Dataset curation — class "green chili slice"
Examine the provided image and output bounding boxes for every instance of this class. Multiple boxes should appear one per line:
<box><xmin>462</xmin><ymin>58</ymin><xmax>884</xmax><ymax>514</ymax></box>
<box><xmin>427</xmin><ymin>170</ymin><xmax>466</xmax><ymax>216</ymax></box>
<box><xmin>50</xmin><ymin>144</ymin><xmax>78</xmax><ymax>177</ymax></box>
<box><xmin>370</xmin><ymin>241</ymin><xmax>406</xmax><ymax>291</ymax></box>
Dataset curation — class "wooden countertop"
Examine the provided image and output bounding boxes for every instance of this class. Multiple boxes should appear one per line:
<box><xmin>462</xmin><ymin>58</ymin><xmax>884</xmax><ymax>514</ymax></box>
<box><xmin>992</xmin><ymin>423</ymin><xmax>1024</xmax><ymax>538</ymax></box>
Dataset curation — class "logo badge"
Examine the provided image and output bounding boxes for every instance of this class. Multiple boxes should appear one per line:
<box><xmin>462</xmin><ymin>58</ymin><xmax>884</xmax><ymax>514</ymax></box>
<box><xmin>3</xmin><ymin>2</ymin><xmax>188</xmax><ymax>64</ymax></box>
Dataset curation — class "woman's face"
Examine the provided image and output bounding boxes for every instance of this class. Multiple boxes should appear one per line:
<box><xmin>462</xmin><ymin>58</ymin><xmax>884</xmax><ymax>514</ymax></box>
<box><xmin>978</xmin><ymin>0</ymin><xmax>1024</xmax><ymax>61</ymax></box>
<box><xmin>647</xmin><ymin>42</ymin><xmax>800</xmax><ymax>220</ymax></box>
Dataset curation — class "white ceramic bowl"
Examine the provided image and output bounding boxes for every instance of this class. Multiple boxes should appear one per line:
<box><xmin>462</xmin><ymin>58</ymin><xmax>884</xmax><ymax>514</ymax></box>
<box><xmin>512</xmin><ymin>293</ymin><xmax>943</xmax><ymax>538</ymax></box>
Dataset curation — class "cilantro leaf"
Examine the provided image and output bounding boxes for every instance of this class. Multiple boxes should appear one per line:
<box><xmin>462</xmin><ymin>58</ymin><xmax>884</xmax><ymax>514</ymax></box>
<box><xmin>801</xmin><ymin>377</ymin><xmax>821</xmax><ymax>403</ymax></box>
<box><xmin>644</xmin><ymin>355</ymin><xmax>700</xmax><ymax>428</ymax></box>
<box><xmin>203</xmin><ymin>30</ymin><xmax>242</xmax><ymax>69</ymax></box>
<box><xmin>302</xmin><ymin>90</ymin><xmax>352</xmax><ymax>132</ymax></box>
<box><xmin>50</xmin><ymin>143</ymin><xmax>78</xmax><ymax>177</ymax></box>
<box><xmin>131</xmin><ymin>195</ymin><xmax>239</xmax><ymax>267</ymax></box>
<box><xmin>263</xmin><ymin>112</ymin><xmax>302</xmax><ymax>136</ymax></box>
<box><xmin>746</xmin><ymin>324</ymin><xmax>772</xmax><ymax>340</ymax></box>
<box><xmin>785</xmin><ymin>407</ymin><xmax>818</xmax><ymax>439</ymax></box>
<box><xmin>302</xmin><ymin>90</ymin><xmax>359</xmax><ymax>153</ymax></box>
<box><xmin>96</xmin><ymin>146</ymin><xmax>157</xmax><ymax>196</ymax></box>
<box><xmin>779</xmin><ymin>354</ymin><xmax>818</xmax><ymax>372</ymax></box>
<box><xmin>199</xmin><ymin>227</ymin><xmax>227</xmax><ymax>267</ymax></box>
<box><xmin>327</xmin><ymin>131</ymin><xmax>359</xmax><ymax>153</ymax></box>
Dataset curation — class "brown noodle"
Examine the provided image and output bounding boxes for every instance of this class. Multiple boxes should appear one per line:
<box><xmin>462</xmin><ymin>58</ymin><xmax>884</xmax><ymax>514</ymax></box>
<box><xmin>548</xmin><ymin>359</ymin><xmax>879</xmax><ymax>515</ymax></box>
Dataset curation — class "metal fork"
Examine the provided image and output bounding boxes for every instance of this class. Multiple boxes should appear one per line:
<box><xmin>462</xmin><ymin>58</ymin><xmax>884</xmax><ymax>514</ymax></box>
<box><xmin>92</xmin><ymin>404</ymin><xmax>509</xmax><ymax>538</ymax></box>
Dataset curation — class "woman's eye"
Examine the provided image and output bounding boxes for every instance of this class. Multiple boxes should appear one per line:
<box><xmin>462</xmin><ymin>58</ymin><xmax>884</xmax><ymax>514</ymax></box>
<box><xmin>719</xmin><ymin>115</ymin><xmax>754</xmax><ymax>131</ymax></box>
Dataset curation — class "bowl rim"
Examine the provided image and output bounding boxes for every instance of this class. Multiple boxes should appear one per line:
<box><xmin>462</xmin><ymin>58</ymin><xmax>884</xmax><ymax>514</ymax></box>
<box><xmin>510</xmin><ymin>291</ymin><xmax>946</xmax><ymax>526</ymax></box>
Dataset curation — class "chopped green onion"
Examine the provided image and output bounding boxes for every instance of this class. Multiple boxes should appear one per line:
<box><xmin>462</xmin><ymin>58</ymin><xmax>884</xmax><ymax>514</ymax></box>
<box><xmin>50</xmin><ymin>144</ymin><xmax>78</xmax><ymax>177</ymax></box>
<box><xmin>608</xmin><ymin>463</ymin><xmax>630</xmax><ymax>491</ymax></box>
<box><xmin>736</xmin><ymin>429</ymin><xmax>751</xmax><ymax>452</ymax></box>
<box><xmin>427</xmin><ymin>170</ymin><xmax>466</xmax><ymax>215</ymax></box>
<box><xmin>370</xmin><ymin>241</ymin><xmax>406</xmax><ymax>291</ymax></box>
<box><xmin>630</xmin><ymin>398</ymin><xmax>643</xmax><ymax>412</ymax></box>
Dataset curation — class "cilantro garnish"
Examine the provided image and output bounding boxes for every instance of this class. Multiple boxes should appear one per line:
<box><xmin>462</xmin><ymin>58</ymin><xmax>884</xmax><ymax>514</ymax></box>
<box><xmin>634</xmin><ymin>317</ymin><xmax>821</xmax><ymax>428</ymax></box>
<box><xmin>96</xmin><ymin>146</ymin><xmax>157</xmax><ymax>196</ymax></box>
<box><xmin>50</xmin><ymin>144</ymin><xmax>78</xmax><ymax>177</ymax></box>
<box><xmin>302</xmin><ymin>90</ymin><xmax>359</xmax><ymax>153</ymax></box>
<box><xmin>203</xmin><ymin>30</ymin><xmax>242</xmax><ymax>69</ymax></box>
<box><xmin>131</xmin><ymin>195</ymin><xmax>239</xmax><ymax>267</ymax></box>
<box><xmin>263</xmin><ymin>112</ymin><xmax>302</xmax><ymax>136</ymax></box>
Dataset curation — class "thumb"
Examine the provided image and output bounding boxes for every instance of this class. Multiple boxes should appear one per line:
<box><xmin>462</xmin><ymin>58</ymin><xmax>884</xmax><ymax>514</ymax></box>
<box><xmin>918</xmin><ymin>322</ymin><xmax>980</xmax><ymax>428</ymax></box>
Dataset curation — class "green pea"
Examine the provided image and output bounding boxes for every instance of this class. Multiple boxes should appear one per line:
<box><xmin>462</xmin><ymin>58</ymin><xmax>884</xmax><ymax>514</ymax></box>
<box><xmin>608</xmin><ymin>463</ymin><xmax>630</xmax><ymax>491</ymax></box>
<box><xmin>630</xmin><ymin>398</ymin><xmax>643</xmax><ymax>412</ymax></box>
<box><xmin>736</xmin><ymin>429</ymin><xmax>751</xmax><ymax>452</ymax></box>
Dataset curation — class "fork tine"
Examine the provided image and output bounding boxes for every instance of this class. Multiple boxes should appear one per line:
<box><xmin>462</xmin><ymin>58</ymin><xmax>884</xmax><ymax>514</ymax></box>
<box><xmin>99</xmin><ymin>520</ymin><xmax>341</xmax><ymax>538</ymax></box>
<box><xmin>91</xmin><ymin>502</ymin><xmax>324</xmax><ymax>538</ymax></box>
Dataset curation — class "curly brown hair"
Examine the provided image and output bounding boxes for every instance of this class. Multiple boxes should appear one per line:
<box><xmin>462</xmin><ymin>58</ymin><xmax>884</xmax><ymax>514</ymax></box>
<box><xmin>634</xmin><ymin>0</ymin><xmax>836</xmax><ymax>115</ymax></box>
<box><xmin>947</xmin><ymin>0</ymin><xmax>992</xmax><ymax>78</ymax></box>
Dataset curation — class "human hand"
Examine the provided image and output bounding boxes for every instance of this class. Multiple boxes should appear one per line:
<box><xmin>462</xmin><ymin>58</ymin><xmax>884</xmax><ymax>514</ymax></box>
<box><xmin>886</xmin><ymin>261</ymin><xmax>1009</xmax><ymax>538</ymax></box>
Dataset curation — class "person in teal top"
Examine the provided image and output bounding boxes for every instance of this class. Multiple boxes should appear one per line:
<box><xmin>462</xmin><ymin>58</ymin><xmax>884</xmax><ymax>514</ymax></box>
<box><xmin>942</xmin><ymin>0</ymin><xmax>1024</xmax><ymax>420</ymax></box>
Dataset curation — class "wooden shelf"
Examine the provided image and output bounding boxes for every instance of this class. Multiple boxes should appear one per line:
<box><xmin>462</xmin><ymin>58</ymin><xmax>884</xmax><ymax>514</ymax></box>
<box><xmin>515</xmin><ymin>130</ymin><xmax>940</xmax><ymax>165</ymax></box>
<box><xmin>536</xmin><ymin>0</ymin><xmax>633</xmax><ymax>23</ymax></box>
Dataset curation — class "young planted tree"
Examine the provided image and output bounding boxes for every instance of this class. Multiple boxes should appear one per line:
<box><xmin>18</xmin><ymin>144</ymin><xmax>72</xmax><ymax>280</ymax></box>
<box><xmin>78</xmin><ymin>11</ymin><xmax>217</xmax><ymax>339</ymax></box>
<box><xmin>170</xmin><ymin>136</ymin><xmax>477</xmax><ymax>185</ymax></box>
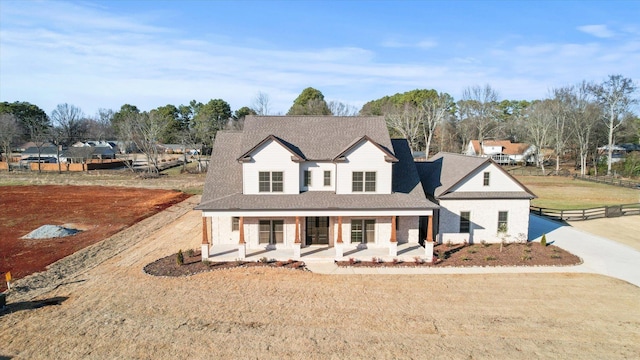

▬▬▬▬▬▬

TASK DIRECTIONS: How many lines of the items above contain the string "wooden" with matching case? Reply with the number alone.

COMPLETED TASK: 2